**** RECORDS PROVIDED
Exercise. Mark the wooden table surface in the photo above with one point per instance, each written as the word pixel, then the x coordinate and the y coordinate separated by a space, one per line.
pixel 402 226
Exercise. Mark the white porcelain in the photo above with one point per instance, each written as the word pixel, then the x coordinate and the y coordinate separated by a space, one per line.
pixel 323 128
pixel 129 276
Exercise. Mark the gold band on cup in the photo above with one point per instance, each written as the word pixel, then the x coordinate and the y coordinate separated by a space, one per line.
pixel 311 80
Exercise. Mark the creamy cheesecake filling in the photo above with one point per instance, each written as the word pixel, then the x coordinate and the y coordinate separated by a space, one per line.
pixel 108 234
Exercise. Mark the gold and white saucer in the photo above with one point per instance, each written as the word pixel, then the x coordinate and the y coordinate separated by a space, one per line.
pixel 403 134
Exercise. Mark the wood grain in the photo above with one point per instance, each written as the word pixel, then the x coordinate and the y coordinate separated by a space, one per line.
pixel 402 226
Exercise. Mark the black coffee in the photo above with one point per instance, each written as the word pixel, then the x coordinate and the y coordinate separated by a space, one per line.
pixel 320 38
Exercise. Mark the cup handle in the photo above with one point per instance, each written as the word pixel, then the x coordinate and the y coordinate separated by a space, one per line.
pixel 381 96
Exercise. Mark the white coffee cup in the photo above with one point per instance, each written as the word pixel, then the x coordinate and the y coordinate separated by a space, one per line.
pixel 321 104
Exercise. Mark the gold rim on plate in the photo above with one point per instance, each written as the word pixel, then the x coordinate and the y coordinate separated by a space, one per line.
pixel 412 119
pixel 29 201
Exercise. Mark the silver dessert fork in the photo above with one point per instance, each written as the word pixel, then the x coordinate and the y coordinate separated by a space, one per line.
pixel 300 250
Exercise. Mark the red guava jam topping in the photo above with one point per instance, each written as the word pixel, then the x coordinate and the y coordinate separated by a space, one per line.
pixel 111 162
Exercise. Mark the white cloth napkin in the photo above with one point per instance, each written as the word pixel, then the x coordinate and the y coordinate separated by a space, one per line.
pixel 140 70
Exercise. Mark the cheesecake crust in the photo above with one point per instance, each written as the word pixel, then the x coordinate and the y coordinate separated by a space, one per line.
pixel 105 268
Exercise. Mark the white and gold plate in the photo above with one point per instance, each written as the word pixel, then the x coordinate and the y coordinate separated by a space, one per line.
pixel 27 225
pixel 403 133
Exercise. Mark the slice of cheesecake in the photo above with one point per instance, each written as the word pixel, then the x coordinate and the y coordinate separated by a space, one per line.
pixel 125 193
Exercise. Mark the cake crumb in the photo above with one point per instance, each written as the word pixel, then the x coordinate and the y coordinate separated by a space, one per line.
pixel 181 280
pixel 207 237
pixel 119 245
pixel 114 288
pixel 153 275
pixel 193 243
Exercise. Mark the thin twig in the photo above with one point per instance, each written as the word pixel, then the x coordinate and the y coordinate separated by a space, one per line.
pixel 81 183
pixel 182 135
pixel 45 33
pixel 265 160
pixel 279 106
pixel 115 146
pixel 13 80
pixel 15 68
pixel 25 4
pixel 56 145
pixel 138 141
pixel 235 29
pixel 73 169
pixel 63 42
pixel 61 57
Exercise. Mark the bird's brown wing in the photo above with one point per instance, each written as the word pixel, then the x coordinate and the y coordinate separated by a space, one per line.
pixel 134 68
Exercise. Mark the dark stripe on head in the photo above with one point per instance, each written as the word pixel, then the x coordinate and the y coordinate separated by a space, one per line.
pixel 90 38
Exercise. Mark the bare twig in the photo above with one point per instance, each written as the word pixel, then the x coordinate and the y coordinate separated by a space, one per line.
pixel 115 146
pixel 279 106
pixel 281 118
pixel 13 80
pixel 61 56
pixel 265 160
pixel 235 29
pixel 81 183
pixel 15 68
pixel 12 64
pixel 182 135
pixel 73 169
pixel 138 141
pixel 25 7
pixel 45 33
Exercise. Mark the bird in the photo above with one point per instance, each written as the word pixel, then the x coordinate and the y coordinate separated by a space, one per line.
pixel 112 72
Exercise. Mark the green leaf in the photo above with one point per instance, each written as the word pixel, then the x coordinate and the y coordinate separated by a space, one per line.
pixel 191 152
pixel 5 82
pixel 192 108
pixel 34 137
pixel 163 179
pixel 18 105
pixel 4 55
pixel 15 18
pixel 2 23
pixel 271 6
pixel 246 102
********
◆ DESCRIPTION OF THE TASK:
Edit the lines from the one containing "Exercise. Mark the bare" through the end of the material, changing "per instance" to "for each instance" and leaving everything else unchanged.

◆ RESULT:
Exercise. Mark the bare twig in the photo above with one point for each instance, each written as the word pixel, then the x coordinate and the y coordinate separated by a space, one per line.
pixel 115 146
pixel 279 106
pixel 281 118
pixel 13 80
pixel 61 56
pixel 265 160
pixel 235 29
pixel 81 183
pixel 15 68
pixel 12 64
pixel 182 135
pixel 73 169
pixel 138 141
pixel 25 7
pixel 45 33
Exercise. Mark the bird in the photo above with one point for each instance, each written as the word pixel, then the x coordinate and the y coordinate separated by a space, one per line.
pixel 112 72
Exercise. Mark the green leaf in the photo above with one point for each instance, each written as the word pixel, then the x coordinate and the y coordinate separated by a space, one per line.
pixel 191 152
pixel 5 82
pixel 192 108
pixel 34 137
pixel 163 179
pixel 18 105
pixel 4 55
pixel 15 18
pixel 2 23
pixel 271 6
pixel 246 102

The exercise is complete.